EXTRACT PROVIDED

Vasilii Borodovskii

Borodovskii, Vasilii Andreevich

 

Born Feb. 20 (Mar. 4), 1874 in the village of Berezhniany, Smolensk Province; died Jan. 28 (Feb. 10), 1914, in St. Petersburg. One of the first Russian radiochemists.

Borodovskii graduated from the University of Iur’ev (modern Tartu) in 1902, whereupon he became an assistant there and lectured on radioactivity (1907). Working in the laboratory of J. J. Thomson and E. Rutherford (1908–10), he prepared a master’s dissertation on the theme “Absorption of Beta Radiation of Radium” (Iur’ev, 1910), which he defended at Moscow University (1911). Using an original methodology in the experiment, Borodovskii demonstrated that the absorption of beta radiation by liquids and solid bodies is an additive property of matter and that the absorption of beta radiation by a unit of mass of a chemical element is directly proportional to the cube root of its atomic mass. This dependence, known as Borodovskii’s law, like the law of Dulong and Petit, permits the determination of the order of magnitude of the atomic mass of the elements. From 1912, Borodovskii directed the chemical laboratory of the Main Board of Weights and Measures, where he continued the research started in Iur’ev on the radioactive residues obtained when extracting uranium from tyuyamunite ores, thus discovering their radium content. (In 1921, V. G. Khlopin and I. Ia. Bashilov obtained the first Soviet radium preparation from this same material.)

REFERENCES

Zaitseya, L. L. “V. A. Borodovskii i ego raboty po radioaktivnosti.” Voprosy istorii estestvoznaniia i tekhniki, 1956, issue 2, pp. 124–37.
Zaitseva, L. L. “Novye materialy o zhizni i nauchnoi deiatel’nosti V. A. Borodovskogo.” Voprosy istorii estestvoznaniia i tekhniki, 1960, issue 10, pp. 93–100.

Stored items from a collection
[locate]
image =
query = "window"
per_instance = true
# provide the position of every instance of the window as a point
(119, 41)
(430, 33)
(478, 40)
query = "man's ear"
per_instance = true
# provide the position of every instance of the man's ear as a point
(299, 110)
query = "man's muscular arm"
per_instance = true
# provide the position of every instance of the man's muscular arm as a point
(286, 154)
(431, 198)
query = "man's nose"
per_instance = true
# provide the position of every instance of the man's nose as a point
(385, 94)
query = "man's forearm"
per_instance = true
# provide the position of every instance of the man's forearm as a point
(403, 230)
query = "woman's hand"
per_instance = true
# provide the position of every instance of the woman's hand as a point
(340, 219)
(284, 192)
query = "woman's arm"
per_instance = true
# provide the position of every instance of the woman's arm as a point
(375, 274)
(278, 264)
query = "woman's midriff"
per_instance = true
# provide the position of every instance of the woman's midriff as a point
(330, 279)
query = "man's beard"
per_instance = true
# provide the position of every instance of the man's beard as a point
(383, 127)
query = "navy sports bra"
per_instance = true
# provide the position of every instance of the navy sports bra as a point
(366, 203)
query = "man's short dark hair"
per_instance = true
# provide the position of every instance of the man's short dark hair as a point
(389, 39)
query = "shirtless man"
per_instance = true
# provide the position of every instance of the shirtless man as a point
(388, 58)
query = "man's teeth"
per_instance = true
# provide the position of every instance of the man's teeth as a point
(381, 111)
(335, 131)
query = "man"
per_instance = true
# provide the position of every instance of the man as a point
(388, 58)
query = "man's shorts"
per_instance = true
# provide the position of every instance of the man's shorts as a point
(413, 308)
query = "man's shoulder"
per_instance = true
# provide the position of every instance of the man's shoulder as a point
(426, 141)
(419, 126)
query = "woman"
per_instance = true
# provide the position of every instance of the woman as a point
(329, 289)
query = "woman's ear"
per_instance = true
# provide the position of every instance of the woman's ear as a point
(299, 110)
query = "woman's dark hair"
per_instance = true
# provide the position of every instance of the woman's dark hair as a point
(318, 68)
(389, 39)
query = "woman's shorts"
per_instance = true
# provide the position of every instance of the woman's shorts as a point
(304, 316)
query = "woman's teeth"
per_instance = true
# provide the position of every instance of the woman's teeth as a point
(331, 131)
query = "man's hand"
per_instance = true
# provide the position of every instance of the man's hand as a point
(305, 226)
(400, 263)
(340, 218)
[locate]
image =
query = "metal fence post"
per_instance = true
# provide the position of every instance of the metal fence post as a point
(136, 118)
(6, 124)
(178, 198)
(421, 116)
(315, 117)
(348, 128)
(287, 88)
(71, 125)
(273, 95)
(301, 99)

WHAT YOU WILL DO
According to the entry on Vasilii Borodovskii, what did he discover in the radioactive residues left over from extracting uranium from tyuyamunite ores?

RESULT FOR THIS EXERCISE
He discovered that they contained radium.